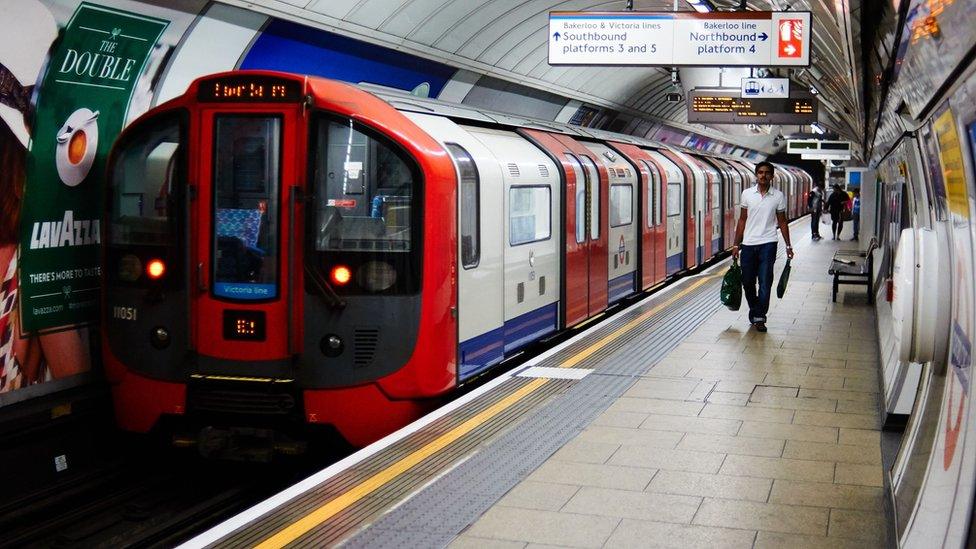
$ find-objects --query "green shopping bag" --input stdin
[776,259,790,299]
[721,259,742,311]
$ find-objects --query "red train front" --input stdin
[103,72,457,449]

## WHAT YOU HAVE TO DO
Swap "find-objects" for "detect-objects" in every one of the records above, changing nothing else, and leave the pictures out of your answer.

## WRITTEN ANSWER
$ detect-objects --query "green shopping bag" --input stdin
[776,259,790,299]
[721,259,742,311]
$ detect-objects --query "red train front" --input stdin
[103,72,457,449]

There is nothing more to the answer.